*Soal dan Tugas*.
1) Jawablah pertanyaan berikut dari teks tentang lahan RS Sumber Waras:
(a) Media apa yang meliput ucapan Ahok pada 7 Juli 2015?
(b) Siapa yang mewakili pihak RS Sumber Waras?
(c) Berapa uang muka yang dibayar PT CKU?
2) Bisakah Anda menuliskan kembali bagian teks tentang lahan RS Sumber Waras dari "RS Sumber Waras, Ahok" sampai "jalan Tomang Utara." tanpa mengubah satu kata pun?

*Kutipan Dokumen*.
+-------+

RS Sumber Waras, Ahok mau beli semua, Kartini mau jual semua, Wayan mencegah, jadilah KPK sebagai Komisi Pelindungan Korupsi.
Ahok mau beli seluruh lahan RS Sumber Waras, ini sesuai ucapannya yang diliput Merdeka.com 7 Juli 2015, kutipan :” Kami mau beli utuh, dia enggak mau dan jual setengahnya dengan perjanjian dia harus kasih jalan masuk kalau setengah dengan menghadap ke jalan raya.” Selengkapnya bisa dibaca di Begini Murka Ahok ke BPK karena Proyek Lahan sumber Waras Era Foke
Dari pernyataan Ahok diatas, jelas Ahok paham tanah HGB yang dibelinya tidak memiliki ekses jalan, dan pihak RS menjanjikan jalan masuk menghadap ke jalan raya, yang berada diatas lahan SHM atas nama Sin Ming Hui yang statusnya masih sengketa. Tanah HGB yang tak punya akes ke jalan raya (Kyai Tapa), jelas letak posisi tanahnya ada dibelakang yang bila pagarnya dibuka akan bersisian dengan jalan Tomang Utara.
Dia yang dimaksud dalam kalimat Ahok, tentunya pihak RS Sumber Waras. Agak aneh juga pihak RS SW tidak mau menjual seluruhnya, padahal pihak RS SW dalam hal ini diwakili oleh ibu Kartini Muljadi sudah lama diketahui ingin menjual seluruh RS tersebut. Potensial buyer baik investor lokal mapun luar negeri sering terdengar dalam proses negosiasi, gagal satu datang lagi investor lain silih berganti, hingga terakhir kita tahu PT CKU menjadi buyer yang membayar uang muka Rp.50M. sebelum Pemprov masuk.

+-------+

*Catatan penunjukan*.
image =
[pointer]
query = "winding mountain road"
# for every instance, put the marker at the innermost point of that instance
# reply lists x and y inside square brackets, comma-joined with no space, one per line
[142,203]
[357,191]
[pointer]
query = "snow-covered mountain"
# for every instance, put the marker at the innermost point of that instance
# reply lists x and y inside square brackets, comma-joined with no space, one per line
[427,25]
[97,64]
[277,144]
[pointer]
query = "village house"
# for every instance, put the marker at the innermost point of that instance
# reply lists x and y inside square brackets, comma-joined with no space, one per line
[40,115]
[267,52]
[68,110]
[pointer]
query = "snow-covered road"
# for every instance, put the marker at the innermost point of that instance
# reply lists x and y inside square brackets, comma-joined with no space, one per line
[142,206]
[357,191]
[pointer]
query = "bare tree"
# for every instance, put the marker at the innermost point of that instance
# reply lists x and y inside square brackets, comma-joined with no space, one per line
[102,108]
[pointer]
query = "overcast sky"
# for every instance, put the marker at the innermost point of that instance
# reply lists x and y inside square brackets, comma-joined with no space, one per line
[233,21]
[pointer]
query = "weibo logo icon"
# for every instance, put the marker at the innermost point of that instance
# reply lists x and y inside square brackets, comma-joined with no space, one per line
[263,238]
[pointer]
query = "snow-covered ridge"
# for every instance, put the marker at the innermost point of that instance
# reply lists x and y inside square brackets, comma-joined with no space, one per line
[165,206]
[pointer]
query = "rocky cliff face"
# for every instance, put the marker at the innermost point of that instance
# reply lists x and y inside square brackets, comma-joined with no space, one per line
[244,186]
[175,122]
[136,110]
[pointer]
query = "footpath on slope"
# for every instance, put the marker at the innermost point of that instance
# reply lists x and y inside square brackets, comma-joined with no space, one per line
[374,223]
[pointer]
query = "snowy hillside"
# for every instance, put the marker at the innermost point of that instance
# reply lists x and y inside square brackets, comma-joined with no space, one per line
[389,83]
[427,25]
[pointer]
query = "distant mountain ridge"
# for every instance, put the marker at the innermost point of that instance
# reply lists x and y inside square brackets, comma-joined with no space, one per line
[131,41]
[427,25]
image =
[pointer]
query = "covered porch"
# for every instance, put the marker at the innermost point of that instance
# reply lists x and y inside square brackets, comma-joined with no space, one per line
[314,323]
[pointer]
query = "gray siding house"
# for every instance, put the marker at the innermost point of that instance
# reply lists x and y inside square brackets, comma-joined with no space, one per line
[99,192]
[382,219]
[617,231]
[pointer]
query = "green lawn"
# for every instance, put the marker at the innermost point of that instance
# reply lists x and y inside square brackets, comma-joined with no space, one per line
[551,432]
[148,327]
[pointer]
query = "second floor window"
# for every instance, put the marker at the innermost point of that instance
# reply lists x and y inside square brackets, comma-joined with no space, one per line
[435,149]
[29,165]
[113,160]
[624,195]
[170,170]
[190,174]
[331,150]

+-------+

*Jawaban Tiap Tugas*.
1)
(a) Merdeka.com
(b) Ibu Kartini Muljadi
(c) Rp.50M

2)
RS Sumber Waras, Ahok mau beli semua, Kartini mau jual semua, Wayan mencegah, jadilah KPK sebagai Komisi Pelindungan Korupsi.
Ahok mau beli seluruh lahan RS Sumber Waras, ini sesuai ucapannya yang diliput Merdeka.com 7 Juli 2015, kutipan :” Kami mau beli utuh, dia enggak mau dan jual setengahnya dengan perjanjian dia harus kasih jalan masuk kalau setengah dengan menghadap ke jalan raya.” Selengkapnya bisa dibaca di Begini Murka Ahok ke BPK karena Proyek Lahan sumber Waras Era Foke
Dari pernyataan Ahok diatas, jelas Ahok paham tanah HGB yang dibelinya tidak memiliki ekses jalan, dan pihak RS menjanjikan jalan masuk menghadap ke jalan raya, yang berada diatas lahan SHM atas nama Sin Ming Hui yang statusnya masih sengketa. Tanah HGB yang tak punya akes ke jalan raya (Kyai Tapa), jelas letak posisi tanahnya ada dibelakang yang bila pagarnya dibuka akan bersisian dengan jalan Tomang Utara.